------ Records shown ------
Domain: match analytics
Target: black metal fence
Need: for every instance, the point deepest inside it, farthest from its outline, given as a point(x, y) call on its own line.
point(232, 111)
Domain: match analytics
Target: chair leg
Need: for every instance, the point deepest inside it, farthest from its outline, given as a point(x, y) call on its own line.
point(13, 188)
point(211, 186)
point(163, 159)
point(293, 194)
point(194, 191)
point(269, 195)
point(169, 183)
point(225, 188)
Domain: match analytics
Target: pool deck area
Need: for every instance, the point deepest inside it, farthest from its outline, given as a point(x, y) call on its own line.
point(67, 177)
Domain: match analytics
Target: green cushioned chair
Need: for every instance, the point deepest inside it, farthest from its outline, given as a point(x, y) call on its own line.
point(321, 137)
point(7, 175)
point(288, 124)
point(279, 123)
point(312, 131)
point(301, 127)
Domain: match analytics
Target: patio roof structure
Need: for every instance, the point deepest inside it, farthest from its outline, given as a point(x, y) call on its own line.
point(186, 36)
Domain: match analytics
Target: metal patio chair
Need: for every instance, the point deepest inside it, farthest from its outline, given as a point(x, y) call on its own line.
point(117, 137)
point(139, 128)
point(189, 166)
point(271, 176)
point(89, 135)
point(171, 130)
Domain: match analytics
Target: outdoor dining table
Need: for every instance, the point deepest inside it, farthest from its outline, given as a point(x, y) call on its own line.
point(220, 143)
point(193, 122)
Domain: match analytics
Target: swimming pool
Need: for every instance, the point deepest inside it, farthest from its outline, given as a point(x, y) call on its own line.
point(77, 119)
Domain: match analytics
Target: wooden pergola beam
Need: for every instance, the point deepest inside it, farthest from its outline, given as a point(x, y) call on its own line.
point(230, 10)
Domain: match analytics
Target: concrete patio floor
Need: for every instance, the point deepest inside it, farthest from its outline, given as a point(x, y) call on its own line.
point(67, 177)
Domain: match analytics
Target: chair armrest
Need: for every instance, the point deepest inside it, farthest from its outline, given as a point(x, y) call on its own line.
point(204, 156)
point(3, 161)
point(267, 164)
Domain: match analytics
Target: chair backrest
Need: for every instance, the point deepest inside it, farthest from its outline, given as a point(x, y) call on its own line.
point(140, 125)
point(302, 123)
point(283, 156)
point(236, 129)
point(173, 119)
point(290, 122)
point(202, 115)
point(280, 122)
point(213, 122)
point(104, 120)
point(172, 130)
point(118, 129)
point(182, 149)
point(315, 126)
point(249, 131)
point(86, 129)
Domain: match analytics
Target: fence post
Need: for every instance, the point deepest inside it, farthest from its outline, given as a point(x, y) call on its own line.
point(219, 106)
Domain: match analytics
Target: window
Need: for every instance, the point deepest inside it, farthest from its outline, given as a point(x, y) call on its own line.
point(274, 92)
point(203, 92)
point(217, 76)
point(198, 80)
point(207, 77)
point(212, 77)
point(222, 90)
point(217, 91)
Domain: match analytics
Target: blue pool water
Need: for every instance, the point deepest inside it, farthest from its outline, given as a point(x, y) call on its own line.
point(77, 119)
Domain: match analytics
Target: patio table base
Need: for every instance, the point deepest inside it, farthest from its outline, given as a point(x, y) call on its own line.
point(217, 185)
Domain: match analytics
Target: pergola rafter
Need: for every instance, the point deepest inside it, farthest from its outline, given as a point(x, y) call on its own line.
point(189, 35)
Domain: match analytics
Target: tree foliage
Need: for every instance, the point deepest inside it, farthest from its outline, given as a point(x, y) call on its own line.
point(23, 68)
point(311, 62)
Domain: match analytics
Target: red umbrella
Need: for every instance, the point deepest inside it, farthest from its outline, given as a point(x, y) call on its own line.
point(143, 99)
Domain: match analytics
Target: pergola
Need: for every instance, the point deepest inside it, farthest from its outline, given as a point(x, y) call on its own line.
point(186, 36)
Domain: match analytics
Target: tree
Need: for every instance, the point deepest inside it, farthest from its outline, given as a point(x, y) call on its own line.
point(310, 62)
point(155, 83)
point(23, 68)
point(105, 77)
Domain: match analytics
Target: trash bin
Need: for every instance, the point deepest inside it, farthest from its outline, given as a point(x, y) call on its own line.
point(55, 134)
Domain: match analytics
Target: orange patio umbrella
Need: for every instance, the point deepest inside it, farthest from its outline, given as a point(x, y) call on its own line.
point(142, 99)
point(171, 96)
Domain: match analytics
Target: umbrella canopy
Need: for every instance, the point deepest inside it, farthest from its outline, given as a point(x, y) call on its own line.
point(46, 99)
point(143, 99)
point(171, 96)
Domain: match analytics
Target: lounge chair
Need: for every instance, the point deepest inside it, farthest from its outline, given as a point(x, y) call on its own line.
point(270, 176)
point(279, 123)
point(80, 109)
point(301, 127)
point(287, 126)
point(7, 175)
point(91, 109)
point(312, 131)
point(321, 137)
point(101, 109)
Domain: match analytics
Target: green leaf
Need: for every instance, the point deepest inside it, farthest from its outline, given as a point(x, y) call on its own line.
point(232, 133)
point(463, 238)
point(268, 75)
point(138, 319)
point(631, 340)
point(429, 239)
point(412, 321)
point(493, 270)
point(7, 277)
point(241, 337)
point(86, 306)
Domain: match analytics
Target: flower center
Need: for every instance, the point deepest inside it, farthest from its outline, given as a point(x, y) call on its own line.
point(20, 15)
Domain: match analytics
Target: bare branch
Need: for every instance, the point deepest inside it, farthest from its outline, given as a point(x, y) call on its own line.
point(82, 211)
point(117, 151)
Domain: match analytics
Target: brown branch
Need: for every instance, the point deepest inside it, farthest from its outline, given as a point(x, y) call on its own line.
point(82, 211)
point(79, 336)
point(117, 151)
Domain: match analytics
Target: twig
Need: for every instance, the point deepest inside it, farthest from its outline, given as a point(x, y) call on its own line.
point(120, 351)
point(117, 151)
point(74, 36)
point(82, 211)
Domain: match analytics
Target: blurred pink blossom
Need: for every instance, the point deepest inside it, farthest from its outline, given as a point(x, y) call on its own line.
------
• Requirement
The data above must be returned in full, exactly as written.

• Correct result
Domain: match analytics
Target: black metal fence
Need: for every instance, the point deepest inside it, farthest from its outline, given as a point(x, y) call on its own line.
point(232, 111)
Domain: match analytics
Target: chair leg
Need: for every instance, the point deepest inside it, farthest from its outline, given as a point(x, y) call on its own line.
point(13, 188)
point(211, 186)
point(163, 159)
point(293, 194)
point(194, 191)
point(269, 195)
point(169, 183)
point(225, 188)
Domain: match analytics
Target: pool deck area
Need: for every instance, the point deepest inside it, farthest from its outline, given as a point(x, y) call on its own line.
point(67, 177)
Domain: match analytics
Target: green cushioned chair
Need: for every instance, the point deepest inside it, farthest from its outline, given as a point(x, y) call on its own line.
point(321, 137)
point(7, 175)
point(288, 124)
point(279, 123)
point(312, 131)
point(301, 127)
Domain: match analytics
Target: patio roof structure
Need: for every instance, the point deepest inside it, farthest from its outline, given as a point(x, y) call on its own line.
point(186, 36)
Domain: match analytics
Target: metal patio chair
Need: for every instance, the point deepest inside it, farthest from its outline, given as a point(x, y) call on its own line.
point(117, 137)
point(139, 128)
point(189, 166)
point(271, 176)
point(89, 135)
point(171, 130)
Domain: match analytics
Target: outdoor dining table
Need: for every instance, the point deepest inside it, farthest from its outline, given as a point(x, y) call on its own line.
point(220, 143)
point(193, 122)
Domain: match analytics
Target: swimming pool
Need: for every instance, the point deepest inside it, farthest from its outline, given as a point(x, y) call on its own line.
point(77, 119)
Domain: match analytics
Target: wooden pergola beam
Need: for every instance, the point deepest inside it, farthest from its outline, given as a point(x, y) call on its own line.
point(230, 10)
Domain: match analytics
Target: concrete patio floor
Need: for every instance, the point deepest inside it, farthest from its outline, given as a point(x, y) call on its own line.
point(67, 177)
Domain: match analytics
Target: chair armrest
Need: for every instance, the point deepest inside it, farthest from its outline, given as a point(x, y) call on its own line.
point(204, 156)
point(3, 161)
point(267, 164)
Domain: match analytics
Target: chair backrest
Need: for every instance, the point deepest inside it, farthest from its outline, given as a point(x, y) call on its own line.
point(140, 125)
point(302, 123)
point(283, 156)
point(236, 129)
point(173, 119)
point(290, 122)
point(202, 115)
point(280, 122)
point(213, 122)
point(104, 120)
point(172, 130)
point(118, 129)
point(182, 149)
point(315, 126)
point(249, 131)
point(86, 129)
Domain: match analytics
Target: fence post
Need: for every instance, the point deepest inside it, farthest from its outline, given as a point(x, y) call on its own line.
point(219, 106)
Domain: match analytics
Target: window
Need: for every instance, the point deepest inside it, farthest from its outline, given as a point(x, y) call on its own line.
point(274, 92)
point(203, 92)
point(217, 76)
point(198, 80)
point(207, 77)
point(212, 77)
point(222, 90)
point(217, 91)
Domain: match analytics
Target: blue pool water
Need: for every instance, the point deepest inside it, farthest from its outline, given as a point(x, y) call on its own line.
point(77, 119)
Domain: match analytics
Target: patio table base
Need: for every instance, the point deepest inside it, farthest from its outline, given as a point(x, y) call on its own line.
point(217, 185)
Domain: match analytics
Target: pergola rafter
Need: for every instance, the point deepest inside it, farthest from its outline, given as a point(x, y) call on its own line.
point(189, 35)
Domain: match analytics
Target: tree foliage
Need: for every instance, the point deepest inside it, farthest from its outline, given as a point(x, y) call on its own line.
point(23, 68)
point(311, 62)
Domain: match analytics
Target: red umbrella
Need: for every instance, the point deepest inside it, farthest from its outline, given as a point(x, y) call on its own line.
point(143, 99)
Domain: match analytics
Target: pergola
Need: for every instance, the point deepest inside it, farthest from its outline, given as a point(x, y) call on its own line.
point(186, 36)
Domain: match analytics
Target: tree
Need: for every instance, the point deepest inside it, farthest from its outline, given as a point(x, y) call on its own line.
point(310, 62)
point(155, 83)
point(23, 68)
point(105, 77)
Domain: match analytics
Target: trash bin
Need: for every instance, the point deepest inside it, farthest from its outline, given as a point(x, y) call on its own line.
point(55, 134)
Domain: match analytics
Target: orange patio umbrella
Need: for every instance, the point deepest inside it, farthest from its outline, given as a point(x, y) call on its own line.
point(142, 99)
point(171, 96)
Domain: match analytics
Target: umbrella canopy
Need: for every instance, the point deepest inside it, farthest from its outline, given as a point(x, y) call on its own line.
point(46, 99)
point(143, 99)
point(171, 96)
Domain: match analytics
Target: lounge chair
Need: for every instance, the point deepest inside it, farthest from its outline, given as a point(x, y) call on its own line.
point(270, 176)
point(279, 123)
point(80, 109)
point(301, 127)
point(287, 126)
point(7, 175)
point(91, 109)
point(312, 131)
point(321, 137)
point(101, 109)
Domain: match analytics
Target: green leaf
Need: for every instance, the point deepest inside it, farthest from its outline, given as a point(x, y) call on its own line.
point(232, 133)
point(463, 238)
point(268, 75)
point(138, 319)
point(631, 340)
point(429, 239)
point(412, 321)
point(493, 270)
point(7, 277)
point(241, 337)
point(86, 306)
Domain: match analytics
Target: flower center
Need: for every instance, the point deepest inside it, farthest from its outline, given as a point(x, y) call on its own line.
point(20, 15)
Domain: match analytics
Target: bare branch
Need: for every instance, the point deepest inside it, farthest from its outline, given as a point(x, y) call on its own line.
point(82, 211)
point(117, 151)
Domain: match analytics
Target: brown branch
Need: for every instance, the point deepest inside it, farthest from its outline, given as a point(x, y) call on its own line.
point(82, 211)
point(79, 336)
point(117, 151)
Domain: match analytics
Target: twig
Need: for every instance, the point deepest inside it, farthest from its outline, given as a point(x, y) call on its own line.
point(120, 351)
point(117, 151)
point(74, 36)
point(82, 211)
Domain: match analytics
Target: blurred pink blossom
Need: for every instance, the point deepest inside it, farthest from its outline, given as a point(x, y) call on its own line.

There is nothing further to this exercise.